→ Input data
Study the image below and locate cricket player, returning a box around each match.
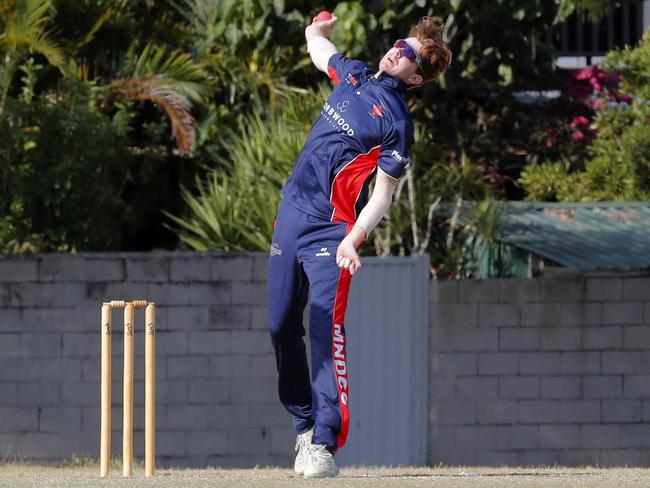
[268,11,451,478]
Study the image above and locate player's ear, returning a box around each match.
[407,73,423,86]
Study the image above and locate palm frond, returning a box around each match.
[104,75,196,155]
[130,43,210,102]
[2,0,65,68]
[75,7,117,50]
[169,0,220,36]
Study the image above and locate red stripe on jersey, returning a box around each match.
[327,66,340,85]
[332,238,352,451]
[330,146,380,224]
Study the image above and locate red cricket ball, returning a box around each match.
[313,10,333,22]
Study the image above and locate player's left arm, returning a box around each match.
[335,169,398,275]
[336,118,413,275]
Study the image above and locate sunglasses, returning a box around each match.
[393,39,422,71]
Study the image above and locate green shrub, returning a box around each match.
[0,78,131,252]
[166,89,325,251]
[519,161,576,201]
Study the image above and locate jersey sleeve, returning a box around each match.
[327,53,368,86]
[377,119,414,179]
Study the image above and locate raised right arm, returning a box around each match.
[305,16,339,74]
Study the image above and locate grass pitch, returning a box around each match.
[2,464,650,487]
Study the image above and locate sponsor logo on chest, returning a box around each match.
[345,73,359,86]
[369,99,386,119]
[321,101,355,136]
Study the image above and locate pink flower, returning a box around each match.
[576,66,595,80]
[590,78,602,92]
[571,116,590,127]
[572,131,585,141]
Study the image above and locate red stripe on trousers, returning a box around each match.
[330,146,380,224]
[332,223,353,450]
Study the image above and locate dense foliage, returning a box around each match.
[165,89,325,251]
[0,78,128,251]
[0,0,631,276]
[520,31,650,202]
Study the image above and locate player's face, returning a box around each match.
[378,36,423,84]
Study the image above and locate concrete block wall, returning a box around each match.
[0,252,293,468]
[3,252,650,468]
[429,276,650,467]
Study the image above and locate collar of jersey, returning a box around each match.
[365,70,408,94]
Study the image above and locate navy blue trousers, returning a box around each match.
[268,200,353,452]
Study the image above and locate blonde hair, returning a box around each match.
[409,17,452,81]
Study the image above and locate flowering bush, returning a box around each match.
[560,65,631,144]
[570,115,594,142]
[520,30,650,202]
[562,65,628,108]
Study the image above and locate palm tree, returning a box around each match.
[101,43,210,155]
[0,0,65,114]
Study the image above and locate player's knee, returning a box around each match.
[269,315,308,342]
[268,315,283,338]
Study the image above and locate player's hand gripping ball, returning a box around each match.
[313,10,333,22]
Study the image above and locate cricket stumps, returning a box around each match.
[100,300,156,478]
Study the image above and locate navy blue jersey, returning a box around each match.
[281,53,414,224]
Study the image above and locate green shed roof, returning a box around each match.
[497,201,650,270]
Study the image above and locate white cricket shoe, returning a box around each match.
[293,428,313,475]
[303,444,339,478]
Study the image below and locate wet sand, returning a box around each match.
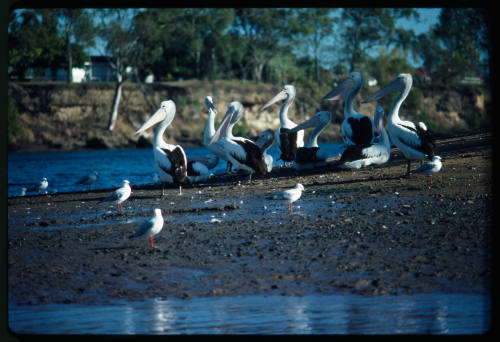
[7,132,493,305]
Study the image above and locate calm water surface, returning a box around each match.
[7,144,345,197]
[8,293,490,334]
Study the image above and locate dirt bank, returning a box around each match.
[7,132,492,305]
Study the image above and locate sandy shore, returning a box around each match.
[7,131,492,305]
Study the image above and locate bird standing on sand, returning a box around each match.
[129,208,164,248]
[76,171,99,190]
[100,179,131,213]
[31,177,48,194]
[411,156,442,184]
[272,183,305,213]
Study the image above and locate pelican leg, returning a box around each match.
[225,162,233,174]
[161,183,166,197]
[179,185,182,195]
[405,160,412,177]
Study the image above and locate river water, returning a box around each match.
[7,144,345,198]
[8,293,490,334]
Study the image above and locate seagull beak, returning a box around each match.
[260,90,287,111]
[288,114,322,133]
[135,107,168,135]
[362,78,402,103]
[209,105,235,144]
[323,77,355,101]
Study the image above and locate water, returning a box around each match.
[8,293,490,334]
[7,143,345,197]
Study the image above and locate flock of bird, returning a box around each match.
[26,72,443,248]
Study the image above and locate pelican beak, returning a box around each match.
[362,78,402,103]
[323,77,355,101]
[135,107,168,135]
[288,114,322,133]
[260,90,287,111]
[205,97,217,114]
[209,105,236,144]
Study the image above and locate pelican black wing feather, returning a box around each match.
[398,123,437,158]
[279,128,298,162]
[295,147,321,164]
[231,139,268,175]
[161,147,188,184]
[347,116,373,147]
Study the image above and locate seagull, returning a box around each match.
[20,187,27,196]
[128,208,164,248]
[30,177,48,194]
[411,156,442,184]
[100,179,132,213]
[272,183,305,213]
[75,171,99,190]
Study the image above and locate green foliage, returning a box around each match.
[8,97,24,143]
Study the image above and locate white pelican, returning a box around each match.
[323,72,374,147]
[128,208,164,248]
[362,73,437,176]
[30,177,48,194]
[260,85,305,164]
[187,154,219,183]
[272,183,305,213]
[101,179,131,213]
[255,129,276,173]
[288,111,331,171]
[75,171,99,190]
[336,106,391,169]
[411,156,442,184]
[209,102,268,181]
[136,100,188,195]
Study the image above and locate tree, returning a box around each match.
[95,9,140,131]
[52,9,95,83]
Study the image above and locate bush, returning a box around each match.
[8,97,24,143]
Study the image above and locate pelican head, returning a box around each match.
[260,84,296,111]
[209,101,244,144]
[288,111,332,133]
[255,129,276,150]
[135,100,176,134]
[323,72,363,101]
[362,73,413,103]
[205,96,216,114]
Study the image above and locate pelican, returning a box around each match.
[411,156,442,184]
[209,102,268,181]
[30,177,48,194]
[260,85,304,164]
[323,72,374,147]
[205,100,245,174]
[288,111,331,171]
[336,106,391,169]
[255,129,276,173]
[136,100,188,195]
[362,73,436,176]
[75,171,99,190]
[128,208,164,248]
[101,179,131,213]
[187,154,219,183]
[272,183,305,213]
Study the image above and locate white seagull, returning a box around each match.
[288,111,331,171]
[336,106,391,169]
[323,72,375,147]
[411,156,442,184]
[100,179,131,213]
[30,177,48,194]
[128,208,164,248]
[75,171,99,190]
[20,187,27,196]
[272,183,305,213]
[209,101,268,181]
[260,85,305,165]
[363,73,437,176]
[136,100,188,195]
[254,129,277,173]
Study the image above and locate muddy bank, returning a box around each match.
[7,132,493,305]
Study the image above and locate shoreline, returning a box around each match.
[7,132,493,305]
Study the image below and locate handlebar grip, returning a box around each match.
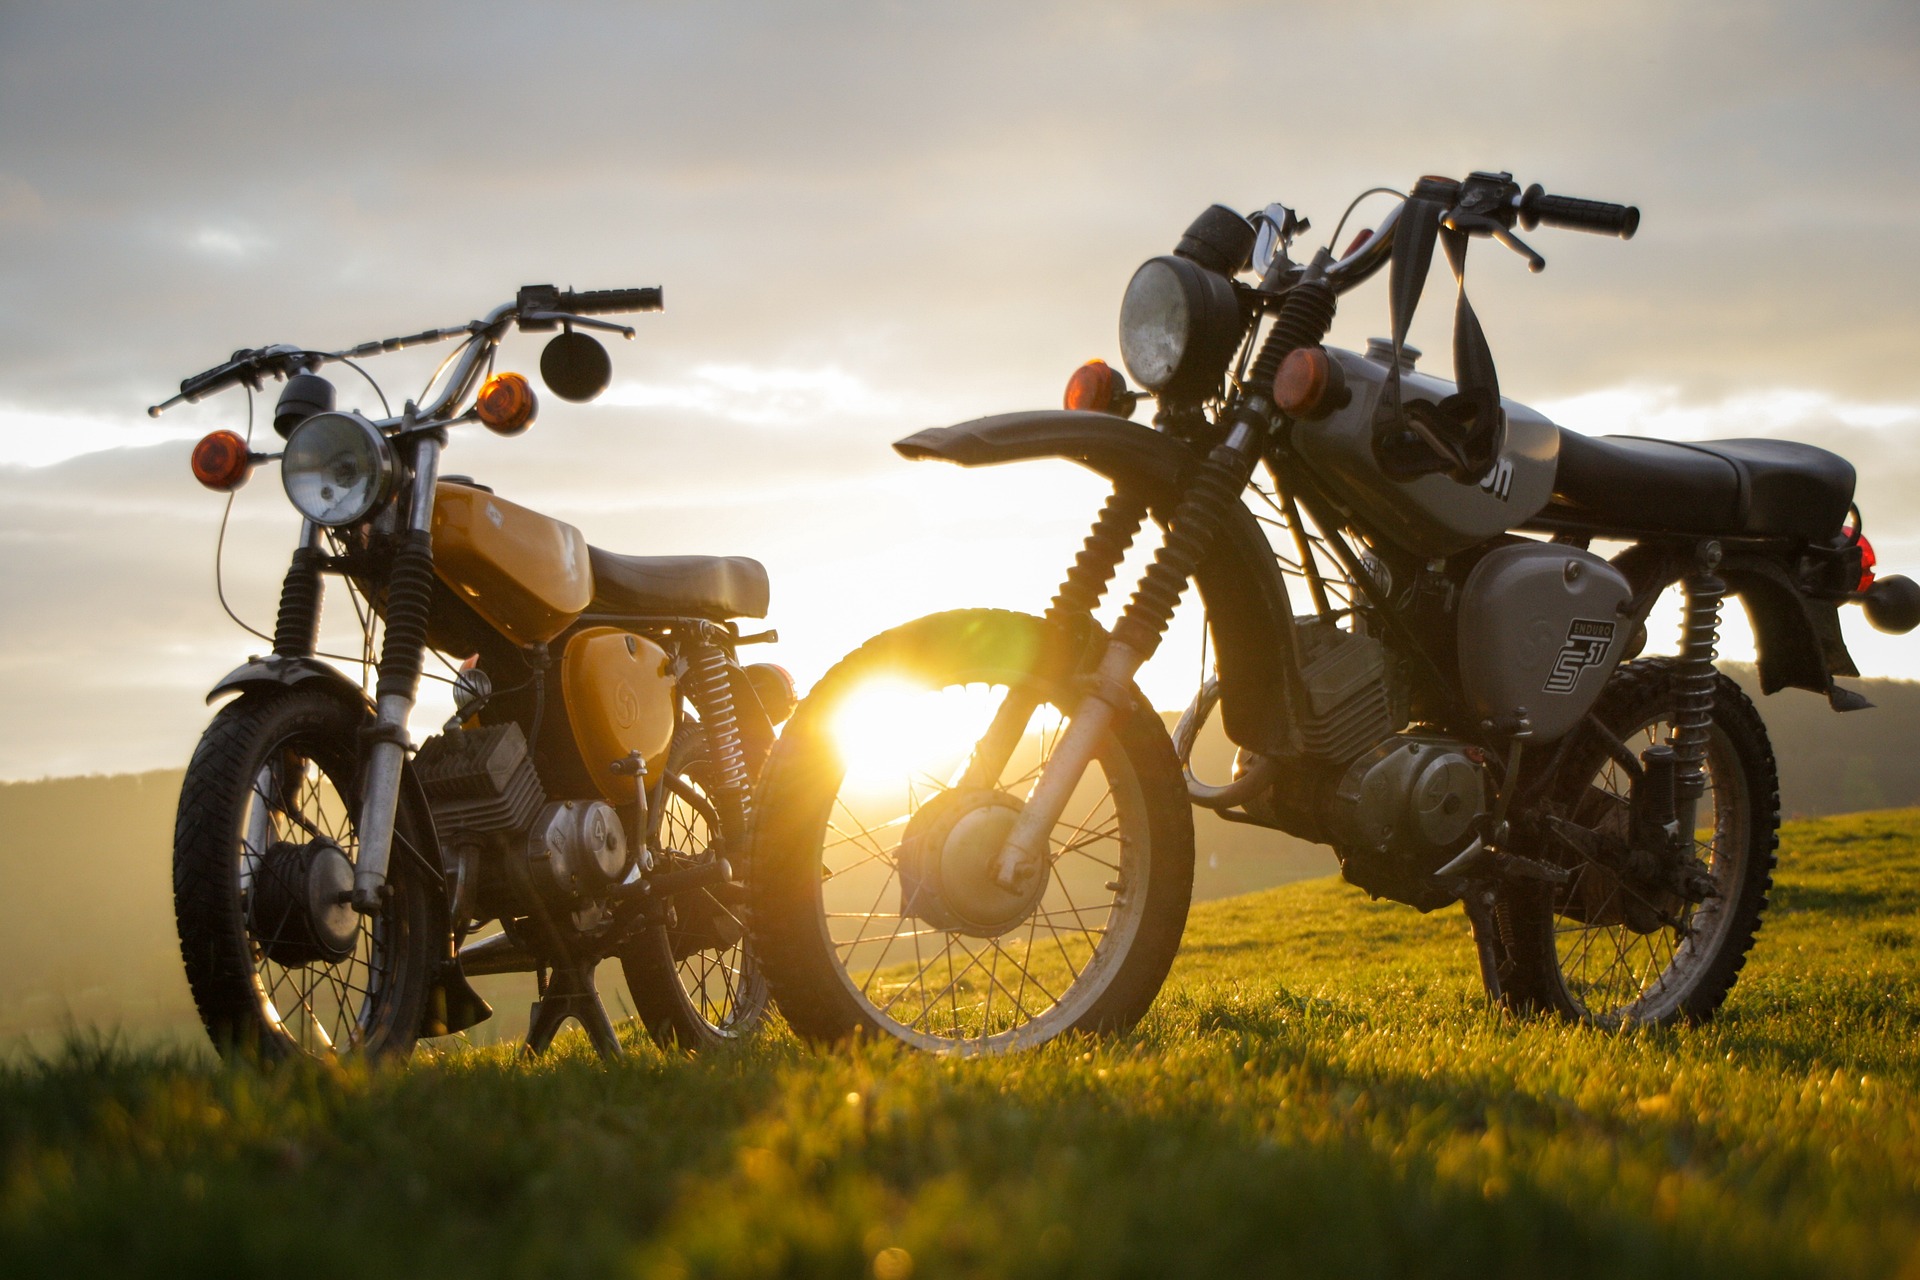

→ Exercise requirements
The listing is to be repeated exactly, with its pictures removed.

→ Output below
Study the image below and locate cricket player, returning a box around each match.
[268,11,451,478]
Study the image above and locate player's ear, returning a box around each match.
[407,73,423,86]
Study the image above and locate palm frond, returning a box around each match.
[104,75,196,155]
[130,43,210,102]
[2,0,65,68]
[75,7,117,50]
[169,0,220,36]
Study the image above and locate red stripe on jersey, returning a box around each match.
[327,66,340,85]
[332,238,352,451]
[330,146,380,224]
Study the image above and locate red cricket ball, returning a box around each match.
[313,10,333,22]
Study the image above and locate player's left arm, returning a box around each match.
[335,169,398,275]
[336,118,413,275]
Study the image above and locate sunglasses, returning a box around each match.
[393,39,422,71]
Study the image above and locate green shrub, returning a box around each match.
[0,78,131,252]
[166,89,325,251]
[519,161,576,201]
Study the image above and locate jersey sleeve, returning a box around each match.
[327,53,368,86]
[377,119,414,179]
Study the image above and locate raised right arm, returning a box around each match.
[305,16,339,74]
Study the image above and locate grass pitch, returning a box around each match.
[2,464,650,487]
Study the image above and locate sponsor logo on chest, returning a box around each match.
[345,73,359,86]
[369,99,386,119]
[321,101,355,136]
Study the image above and locate pink flower, returning a box around each match.
[576,66,595,80]
[590,78,602,92]
[571,116,590,127]
[572,131,585,141]
Study the image above and locate red stripe on trousers, returning a box around each match.
[330,146,380,224]
[332,223,353,450]
Study the image above and locate dense foliage, returning a box around each match.
[165,89,325,251]
[0,78,128,251]
[0,0,631,276]
[520,31,650,202]
Study the image above and locate player's face, returning a box around each match.
[378,36,423,84]
Study the image above and locate concrete block wall, returning a box around each match.
[0,252,293,468]
[3,252,650,468]
[429,276,650,467]
Study the image above and locate collar of jersey, returning a box around each match.
[365,70,408,94]
Study the image above and locate navy blue trousers, returning a box around each match.
[268,200,353,452]
Study the image above and locate blonde hair, returning a box around each match.
[409,17,452,81]
Study the image above and locate flowering bush, returning a box around each match.
[560,65,631,144]
[570,115,594,142]
[520,30,650,202]
[562,65,628,108]
Study the image above and locate palm tree, returning a box around each match.
[101,43,210,155]
[0,0,65,114]
Study the image above and locate player's knee, returning a box around each match.
[269,315,308,342]
[268,315,283,338]
Study the image above and locate player's hand gripping ball, returning a box around each match.
[313,10,333,22]
Study the image above and locate cricket stumps, returning a box around each match.
[100,300,156,478]
Study the image above and locate navy blue jersey, returning a box around each match.
[281,53,414,224]
Study the image above and locate green shed roof, returning a box around each match.
[497,201,650,270]
Study the image above and locate white cricket shoe, returning a box around each match.
[293,428,313,475]
[303,444,339,478]
Study the image below and locate wet sand, returning a box around each match.
[7,132,493,305]
Study the image above and locate calm water surface, returning a box around each match.
[7,144,345,197]
[8,293,490,334]
Study the image above and locate dirt bank, returning a box around each match.
[7,132,492,305]
Study the image above and locate sandy shore, returning a box around each match.
[7,131,492,305]
Study the image above and locate bird standing on sand, returning a box around each match.
[129,208,164,248]
[76,171,99,190]
[100,179,131,213]
[31,177,48,194]
[411,156,442,184]
[272,183,305,213]
Study the image above and locate pelican leg, returning a box around each match.
[225,162,233,174]
[161,183,166,197]
[179,185,182,195]
[405,160,412,177]
Study the image above and locate river water, returning a box around each match.
[7,144,345,198]
[8,293,490,334]
Study the image above and locate seagull beak, returning a box around each match.
[260,90,287,111]
[288,114,322,133]
[135,107,168,135]
[362,78,402,103]
[209,105,235,144]
[323,77,355,101]
Study the image above and locate water, returning a box around each match.
[8,293,490,334]
[7,143,345,197]
Study the image above and locate flock of bird, returning a box around each match.
[26,72,443,248]
Study the image above and locate pelican beak, returning a box around each match.
[362,78,402,103]
[323,77,355,101]
[135,107,168,135]
[288,114,322,133]
[260,90,287,111]
[205,97,217,114]
[209,105,236,144]
Study the image above and locate pelican black wing feather, returning a box around each match.
[398,123,437,158]
[279,128,298,162]
[295,147,321,164]
[231,139,268,175]
[161,147,188,184]
[347,116,373,147]
Study the image above and locate seagull, returning a box around each match.
[20,187,27,196]
[128,208,164,248]
[30,177,48,194]
[411,156,442,184]
[100,179,132,213]
[272,183,305,213]
[75,171,99,190]
Study the image above and locate green foliage, returning a box around each match.
[8,97,24,143]
Study the image above and locate white pelican, returning a box around each match.
[323,72,374,147]
[128,208,164,248]
[362,73,437,176]
[30,177,48,194]
[260,85,305,164]
[187,154,219,183]
[272,183,305,213]
[101,179,131,213]
[255,129,276,173]
[288,111,331,171]
[75,171,99,190]
[336,106,391,169]
[411,156,442,184]
[209,102,268,181]
[136,100,188,195]
Study the image above and locate tree, returning a box around each match.
[95,9,140,131]
[52,9,95,83]
Study the image above and locate bush, returning a box around each match.
[8,97,24,143]
Study the image above and locate pelican head, returning a box around each match.
[260,84,296,111]
[209,101,244,144]
[288,111,332,133]
[255,129,276,150]
[135,100,176,134]
[323,72,363,101]
[362,73,413,103]
[205,96,216,114]
Study the image above and locate pelican, returning a box around each match.
[411,156,442,184]
[209,102,268,181]
[30,177,48,194]
[260,85,304,164]
[323,72,374,147]
[205,100,245,174]
[288,111,331,171]
[336,106,391,169]
[255,129,276,173]
[136,100,188,195]
[362,73,436,176]
[75,171,99,190]
[128,208,164,248]
[101,179,131,213]
[187,154,219,183]
[272,183,305,213]
Study the image above and locate white seagull, returning a box around each match.
[288,111,331,171]
[336,106,391,169]
[323,72,375,147]
[411,156,442,184]
[100,179,131,213]
[30,177,48,194]
[128,208,164,248]
[75,171,99,190]
[20,187,27,196]
[272,183,305,213]
[209,101,268,181]
[260,85,305,165]
[363,73,437,176]
[136,100,188,195]
[254,129,277,173]
Study the image above and locate muddy bank, returning a box around each match.
[7,132,493,305]
Study the image above and locate shoreline, returning a box around each match.
[7,132,493,305]
Study the image below and locate handlebar grip, returning a box around each match.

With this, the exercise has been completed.